● TEXT
--- begin ---
Ever since the release of “The Avengers” in 2012, the superhero genre has seen a massive upsurge in terms of quantity, with 2016 being home to an astonishing seven alone.
Such an influx means that, more often than not, there are going to be lots of films that aim to be enjoyable popcorn entertainment, which is perfectly fine. After all, this is a genre that emphasizes action and colorful costumes amidst a sea of CGI spectacle.
However, whenever a comic book movie comes along that takes this the next step forward, it tends to stand out from a historical perspective. That is to say, superhero films are capable of telling deeper thematic conflicts, and when one such example is released, the public preserves it as a standard to bear.
Over 30 years since the release of the original “Superman”, there have been many flicks that do just that. Here are 7 particular superhero movies that transcended the genre.
7. Iron Man
The “War on Terror” is a geopolitical conflict that has many grey areas. From the perspective of the combatants, it is easy to demonize the other side, but when examined acutely, there is no denying the fact that these things do not have simple answers.
Iron Man was created before this era of military history, which made Jon Favreau’s venture into the superhero genre even more amazing. Recognized now as the start of the media franchise known as the Marvel Cinematic Universe, 2008’s “Iron Man” looked at the role weapons manufacturers and defense contractors play in prolonging the ever-looming conflicts of the “War on Terror”.
With Robert Downey Jr.’s pitch perfect casting as Tony Stark, “Iron Man” dove into its heavy subject matter headstrong, emerging as a critical and commercial success for the MCU.
--- end ---
● SHORT TASK 1
Answer these questions from the article on superhero movies:
(a) How many superhero films came out in 2016?
(b) Who directed "Iron Man"?
(c) Who was cast as Tony Stark?
● SHORT TASK 2
What film titles does the article on superhero movies mention?
● SHORT TASK 3
Carry on the article on superhero movies from the point where it ends.
The records have nothing to do with these tasks.

(Extracted data entries)
--- begin ---
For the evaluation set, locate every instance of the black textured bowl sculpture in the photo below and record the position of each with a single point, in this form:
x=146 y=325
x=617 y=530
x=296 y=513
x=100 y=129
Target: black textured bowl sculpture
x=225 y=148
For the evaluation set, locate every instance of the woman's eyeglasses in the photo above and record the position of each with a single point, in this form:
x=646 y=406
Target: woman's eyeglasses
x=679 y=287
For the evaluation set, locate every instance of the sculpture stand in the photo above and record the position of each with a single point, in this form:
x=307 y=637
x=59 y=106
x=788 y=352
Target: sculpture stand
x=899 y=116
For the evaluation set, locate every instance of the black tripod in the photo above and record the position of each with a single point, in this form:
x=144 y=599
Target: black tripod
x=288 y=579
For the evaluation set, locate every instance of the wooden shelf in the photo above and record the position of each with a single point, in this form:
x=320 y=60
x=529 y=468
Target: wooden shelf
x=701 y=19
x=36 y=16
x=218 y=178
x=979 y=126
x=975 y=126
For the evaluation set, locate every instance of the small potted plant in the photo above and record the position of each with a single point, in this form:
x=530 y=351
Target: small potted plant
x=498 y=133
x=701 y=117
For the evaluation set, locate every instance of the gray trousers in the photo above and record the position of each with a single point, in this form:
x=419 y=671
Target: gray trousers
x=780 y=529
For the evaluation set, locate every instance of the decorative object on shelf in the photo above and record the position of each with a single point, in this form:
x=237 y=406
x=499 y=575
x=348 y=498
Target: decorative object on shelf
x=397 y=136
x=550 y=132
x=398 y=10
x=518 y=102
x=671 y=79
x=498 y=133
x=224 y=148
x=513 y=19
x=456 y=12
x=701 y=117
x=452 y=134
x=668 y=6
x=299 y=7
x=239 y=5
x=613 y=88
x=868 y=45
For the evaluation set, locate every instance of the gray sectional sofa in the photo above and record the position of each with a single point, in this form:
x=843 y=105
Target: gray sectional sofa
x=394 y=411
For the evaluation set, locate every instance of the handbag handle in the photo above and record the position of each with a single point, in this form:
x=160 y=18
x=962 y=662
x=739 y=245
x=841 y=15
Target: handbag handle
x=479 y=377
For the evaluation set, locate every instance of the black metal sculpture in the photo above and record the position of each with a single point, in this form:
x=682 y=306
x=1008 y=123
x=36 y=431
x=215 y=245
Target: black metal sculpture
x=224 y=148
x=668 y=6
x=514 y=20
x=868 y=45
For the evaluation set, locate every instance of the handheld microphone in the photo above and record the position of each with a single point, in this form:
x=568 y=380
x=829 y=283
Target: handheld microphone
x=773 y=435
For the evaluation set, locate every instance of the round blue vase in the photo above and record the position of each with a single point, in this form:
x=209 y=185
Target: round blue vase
--- end ---
● WRITTEN REPLY 1
(a) Seven
(b) Jon Favreau
(c) Robert Downey Jr.

● WRITTEN REPLY 2
"The Avengers", "Superman", "Iron Man"

● WRITTEN REPLY 3
6. Captain America: The Winter Soldier
What is the line between security and oversight? How much privacy is one willing to give up to be safe from foreign threats? With the Snowden leaks occurring a mere three years ago, it seemed that it would take some time for a movie to emerge willing to tackle these issues directly.
And yet, 2014 gave us just that with “Captain America: The Winter Soldier”. Directed by Anthony and Joe Russo of “Arrested Development” fame, “Winter Soldier” saw Steve Rogers, already disillusioned with S.H.I.E.L.D, investigating a decades long conspiracy involving the government and underground networks of Hydra infiltration. Beautifully paced, thrilling, and above all brave, “Winter Soldier” pushed the Captain America character into the pantheons of comic book legends.
5. X2: X-Men United
Humans are afraid of the unknown. This is a natural feeling- anything that challenges our daily routines is immediately cast upon with suspicion. In the United States alone, several civil rights movements have had to emerge to bridge the gap between these traditionalists and newer groups.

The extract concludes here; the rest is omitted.